• _Task details_
Exact repetition of every entry is required.

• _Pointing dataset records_
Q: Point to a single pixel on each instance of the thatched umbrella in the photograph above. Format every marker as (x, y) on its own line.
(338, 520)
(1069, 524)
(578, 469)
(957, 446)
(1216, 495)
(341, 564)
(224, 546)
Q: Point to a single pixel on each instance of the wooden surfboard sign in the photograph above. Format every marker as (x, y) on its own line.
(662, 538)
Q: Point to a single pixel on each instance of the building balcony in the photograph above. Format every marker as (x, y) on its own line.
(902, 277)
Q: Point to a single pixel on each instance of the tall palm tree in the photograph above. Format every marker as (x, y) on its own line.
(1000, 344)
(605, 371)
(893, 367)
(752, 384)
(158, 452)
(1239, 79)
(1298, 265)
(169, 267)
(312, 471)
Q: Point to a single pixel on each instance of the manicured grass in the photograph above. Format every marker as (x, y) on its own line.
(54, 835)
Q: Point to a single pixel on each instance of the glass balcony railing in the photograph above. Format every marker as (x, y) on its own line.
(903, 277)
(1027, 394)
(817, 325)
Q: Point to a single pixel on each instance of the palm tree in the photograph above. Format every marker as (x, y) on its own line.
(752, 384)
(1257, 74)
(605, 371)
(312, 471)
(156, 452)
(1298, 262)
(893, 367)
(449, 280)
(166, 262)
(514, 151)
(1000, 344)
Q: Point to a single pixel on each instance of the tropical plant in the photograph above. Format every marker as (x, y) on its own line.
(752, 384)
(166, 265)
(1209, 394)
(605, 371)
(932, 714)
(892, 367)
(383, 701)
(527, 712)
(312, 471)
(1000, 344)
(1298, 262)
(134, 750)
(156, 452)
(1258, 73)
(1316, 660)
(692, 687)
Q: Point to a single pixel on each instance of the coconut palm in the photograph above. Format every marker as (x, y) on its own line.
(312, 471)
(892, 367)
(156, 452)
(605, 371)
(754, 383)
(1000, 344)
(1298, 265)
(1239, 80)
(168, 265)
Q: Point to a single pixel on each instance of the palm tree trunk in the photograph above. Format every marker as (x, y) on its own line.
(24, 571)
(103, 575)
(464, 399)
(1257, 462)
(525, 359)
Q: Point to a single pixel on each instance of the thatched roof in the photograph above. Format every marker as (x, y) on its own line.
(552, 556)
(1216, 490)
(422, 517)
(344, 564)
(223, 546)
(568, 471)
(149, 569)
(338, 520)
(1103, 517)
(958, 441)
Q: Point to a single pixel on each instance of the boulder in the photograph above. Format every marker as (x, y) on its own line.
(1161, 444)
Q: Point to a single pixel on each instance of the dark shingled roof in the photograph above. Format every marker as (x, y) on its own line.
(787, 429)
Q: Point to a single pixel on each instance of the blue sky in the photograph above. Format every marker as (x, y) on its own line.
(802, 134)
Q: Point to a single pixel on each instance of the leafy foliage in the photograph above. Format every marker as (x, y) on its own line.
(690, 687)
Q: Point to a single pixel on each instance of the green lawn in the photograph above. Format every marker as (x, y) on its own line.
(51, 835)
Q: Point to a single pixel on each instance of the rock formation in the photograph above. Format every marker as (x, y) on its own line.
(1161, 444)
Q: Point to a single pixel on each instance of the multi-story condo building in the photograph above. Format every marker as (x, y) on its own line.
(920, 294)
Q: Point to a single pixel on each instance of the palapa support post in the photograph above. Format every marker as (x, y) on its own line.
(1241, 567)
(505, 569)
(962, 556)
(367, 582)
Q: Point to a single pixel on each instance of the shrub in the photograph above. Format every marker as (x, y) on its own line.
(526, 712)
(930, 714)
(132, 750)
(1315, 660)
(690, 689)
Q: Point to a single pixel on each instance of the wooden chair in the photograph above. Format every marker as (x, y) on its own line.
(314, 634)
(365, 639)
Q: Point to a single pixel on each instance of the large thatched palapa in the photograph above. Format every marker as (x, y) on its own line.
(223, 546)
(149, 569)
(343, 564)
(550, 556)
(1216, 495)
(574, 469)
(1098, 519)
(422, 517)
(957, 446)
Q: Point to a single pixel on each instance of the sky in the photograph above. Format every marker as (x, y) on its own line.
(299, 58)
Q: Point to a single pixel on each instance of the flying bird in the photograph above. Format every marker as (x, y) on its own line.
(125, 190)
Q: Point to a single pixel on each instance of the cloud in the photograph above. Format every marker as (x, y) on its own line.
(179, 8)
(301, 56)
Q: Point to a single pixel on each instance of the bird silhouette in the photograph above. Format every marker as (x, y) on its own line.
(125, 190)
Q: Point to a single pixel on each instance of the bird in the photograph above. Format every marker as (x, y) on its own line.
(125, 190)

• _Full response_
Q: Point to a single pixel on each instance of the thatched umbrella in the photograph above. Format every marker as (x, y) on its own line.
(338, 520)
(1069, 524)
(578, 469)
(957, 446)
(1216, 495)
(341, 564)
(224, 546)
Q: Point to a single pixel on each instance of the wooden surfboard sign in the photograph above. Format every marker as (x, y) on its own line.
(662, 538)
Q: Point to a single pixel on each instance of the building balcony in the photograph above. Format every marker as (x, y) on its own line.
(902, 277)
Q: Point to a single pixel on each instance of the tall palm tree in the photograph above. Format every marker as (x, y) on its own line.
(1000, 344)
(605, 371)
(893, 367)
(752, 384)
(158, 452)
(1239, 79)
(1298, 265)
(169, 267)
(312, 471)
Q: Point to a single pixel on each instance of the manicured grass in the photograph above. Format every marker as (x, y) on its own line.
(54, 835)
Q: Point to a single pixel on each instance of the glass balcony railing in the photograph above. Format every marker as (x, y) on its own line.
(903, 277)
(1027, 394)
(817, 325)
Q: Point to a single pixel on each instance of the palm tree in the photograph above. Format every marker as (x, y) on its own line.
(752, 384)
(1257, 74)
(605, 371)
(312, 471)
(156, 452)
(1298, 262)
(893, 367)
(449, 280)
(166, 262)
(514, 151)
(1000, 344)
Q: Point to a single pixel on each instance of the tropical plant in the photograph above. Format every marker as (x, y) on its own line.
(752, 384)
(166, 265)
(1209, 394)
(605, 371)
(932, 714)
(892, 367)
(383, 701)
(527, 712)
(312, 471)
(1000, 344)
(1298, 262)
(134, 750)
(156, 452)
(1258, 73)
(1316, 660)
(692, 687)
Q: Point to a single pixel on each instance of the coconut palm in the photograph above. Format every marker as (x, y) on its own line.
(312, 471)
(892, 367)
(156, 452)
(605, 371)
(754, 383)
(1000, 344)
(1298, 265)
(1239, 80)
(168, 265)
Q: Point to a single pixel on each instance of the palm tree trunk in the photograph above. Format every marker as (x, y) on its own line.
(24, 571)
(103, 575)
(464, 399)
(1257, 462)
(525, 359)
Q: Point to a single pixel on each instance of the thatched roof in the photograph above. Format every marker as (x, y) on its own line.
(552, 556)
(1216, 490)
(422, 517)
(344, 564)
(223, 546)
(568, 471)
(149, 569)
(338, 520)
(1103, 517)
(958, 441)
Q: Point to a single pixel on each instance of the boulder in the photograph above. Format every marker as (x, y) on its own line.
(1161, 444)
Q: Point to a single pixel on each instance of the dark shingled roof in the photograph above. Format every marker as (x, y) on its own line.
(787, 429)
Q: Point to a single pixel on each instance of the blue sky in the photograph above. Format every marker as (x, y) on its own line.
(802, 134)
Q: Point to a single pixel on each instance of the leafy foliage in the photograph above. Format every marker as (x, y) on its own line.
(690, 687)
Q: Point to a single pixel on each instance of the green lawn in the photograph above. Format every marker as (x, y) on its own line.
(51, 835)
Q: Point to a single pixel on each instance of the rock formation in the photograph above. Format every marker as (x, y) on its own line.
(1161, 444)
Q: Point to a single pixel on each instance of the multi-story condo building in the photograph above. Format every marker as (x, y) on its own line.
(920, 294)
Q: Point to a single pixel on each instance of the palapa support post in the photograph above. Format every marker as (x, y) on its own line.
(1241, 567)
(505, 569)
(962, 556)
(367, 582)
Q: Point to a single pixel on each instance of the shrub in the photograph above. Format every marker as (x, y) on its own line.
(526, 712)
(930, 714)
(132, 750)
(1315, 660)
(690, 689)
Q: Point to a single pixel on each instance of the wooden chair in the photograph above. Format every marker as (x, y) on its own line.
(314, 634)
(365, 639)
Q: Point to a single pixel on each instance of the large thatched palapa in the photograph above. Format every marker as (x, y) on its own line.
(223, 546)
(149, 569)
(343, 564)
(550, 556)
(1216, 495)
(574, 469)
(1098, 519)
(422, 517)
(957, 446)
Q: Point to a single pixel on each instance of the sky in the photograph above. Format every marker as (x, y) on its own line.
(299, 58)
Q: Point to a single pixel on each instance of the flying bird in the photograph above. Format every marker as (x, y) on its own line.
(125, 190)
Q: Point to a single pixel on each instance of the cloud in the photograph above. Format every marker as (x, y) on its own line.
(179, 8)
(301, 56)
Q: Point to a single pixel on each instance of the bird silhouette in the photograph above. Format every marker as (x, y) on its own line.
(125, 190)
Q: Point to a single pixel on each instance of the bird in the photograph above. Format every marker as (x, y) on its own line.
(125, 190)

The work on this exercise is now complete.